Words by Lily Therens & Photographs by Betty Zhou
On Friday, October 5, members of the Lionakis Graphics Studio attended the AIGA San Francisco Event “WILD: Women in Leadership & Design.” As part of a larger initiative by the American Institute of Graphic Arts to aim for gender parity in design and graphic arts, this WILD Event allowed artists and designers to come together to discuss and analyze the gender divide in design leadership. Paintings, digital art and sculptures by eleven local female artists surrounded the room of the West Sacramento City Hall Galleria, allowing attendees to view the art while networking with industry peers. After connecting with peers, attendees gathered for a panel discussion moderated by Monica Archuleta, Graphics Technician at the City of West Sacramento and Amanda Sanchez, Freelance designer and organizer behind Design Week Sacramento. The event’s five panelists included:
Amanda Sebastiani, Freelance Art Director and Co-Host of Creative Mornings Sacramento
Carol Heard, Creative Manager at the Grid Agency
Ashley Rodseth, Creative Director at Honey Agency
Olivia Jones, Design Lead at Finance of America Mortgage
Hans Bennewitz, Art Director of VSP Global and artist at Interval Press
(listed as pictured above, left to right)
Each of the five panelists were creative directors in the design industry, with stories to tell of their roads to leadership. Each panelist shared how they came to a position of leadership as well their unique thoughts on the importance of diversity (gender and race alike) in such positions.
Panelists discussed how surprisingly under-represented females are at the higher levels of leadership, especially in a female-dominated industry like Graphic Design. With a scale-tipping 60.4% of graphic design degree-holders identifying as female, why are we not seeing that reflected in our leadership?
Why are only 11% of leadership roles filled by women?
What challenges are there for women looking to achieve those roles? How can we encourage current and upcoming professionals to be mindful of this gap? Female panelists discussed their unique challenges in pursuing a leadership role, and Bennewitz, the sole male panelist, recounted witnessing challenges his female coworkers endured. Takeaways from the event for us were many. One that stood out most was the importance of mentorship, not only for leaders but for fellow designers who are too often pitted against one another in a competitive fashion. This means both women and men encouraging female designers to pursue the highest possible rank, and passing on the knowledge gained from climbing the ladder to those on the lower rungs.
Following the panel was a workshop that utilized a Gender Equity Toolkit by AIGASF to break down gender norms:
Attendees broke into two groups and asked one another questions from the Toolkit. Questions included prompts like “What is your design super power?” “What does leadership mean to you?” and “what is the one thing you would change about yourself?”

******

### Work item A
In the write-up on the WILD event, in what venue were the art pieces shown?
### Work item B
Carry on the write-up on the WILD event from its last sentence.

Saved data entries
******

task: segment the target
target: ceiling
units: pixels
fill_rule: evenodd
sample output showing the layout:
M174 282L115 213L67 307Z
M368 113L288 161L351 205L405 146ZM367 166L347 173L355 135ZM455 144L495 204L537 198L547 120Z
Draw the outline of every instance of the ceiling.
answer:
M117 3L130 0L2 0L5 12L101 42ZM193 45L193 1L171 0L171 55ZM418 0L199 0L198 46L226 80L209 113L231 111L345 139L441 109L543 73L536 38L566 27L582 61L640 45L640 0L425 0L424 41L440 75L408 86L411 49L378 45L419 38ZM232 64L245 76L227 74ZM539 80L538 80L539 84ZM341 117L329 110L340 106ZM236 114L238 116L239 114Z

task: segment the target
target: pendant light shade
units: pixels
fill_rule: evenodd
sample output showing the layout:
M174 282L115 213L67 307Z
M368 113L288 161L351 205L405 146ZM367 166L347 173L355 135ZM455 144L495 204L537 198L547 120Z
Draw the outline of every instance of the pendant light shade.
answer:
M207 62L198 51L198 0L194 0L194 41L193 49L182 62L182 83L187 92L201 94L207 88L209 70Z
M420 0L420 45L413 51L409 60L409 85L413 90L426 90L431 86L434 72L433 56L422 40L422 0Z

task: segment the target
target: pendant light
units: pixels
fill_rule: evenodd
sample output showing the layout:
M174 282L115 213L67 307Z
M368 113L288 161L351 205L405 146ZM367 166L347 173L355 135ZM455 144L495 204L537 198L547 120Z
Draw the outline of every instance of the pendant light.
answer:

******

### Your response A
The West Sacramento City Hall Galleria.

### Your response B
Not surprisingly, the answers came loaded with tons of gendered expectations. One female answered if she could change one thing about herself, she would be more assertive. Several other females commented in agreement, cringing at how normal it was for women to feel the pressure to be more assertive in order to be better suited for leadership.
Word Association: Female, Male or Neutral?
In this exercise, participants paired off and were given a stack of flashcards with completely random words to quiz their partner. Does the word shown feel female, male, or neutral? Words like “brave,” “angry” and “conquer” garnered a lot of “male” responses, while other words like “hope,” “peace” received more “female” responses. People tended to stay neutral on words like “utopia” “hands” and “surgeon.” The exercise was an eye-opening look at how even simple words carry connotations of and associations to gender.
This challenge was indeed challenging! Two participants sat at the front of the workshop, one playing the role of the boss, and the other as the employee. The challenge for the employee: Ask for a raise. The challenge for the boss: Say no five times. Each round grew increasingly more difficult for both participants, with both learning how to stand solid when challenged but also how to communicate and negotiate.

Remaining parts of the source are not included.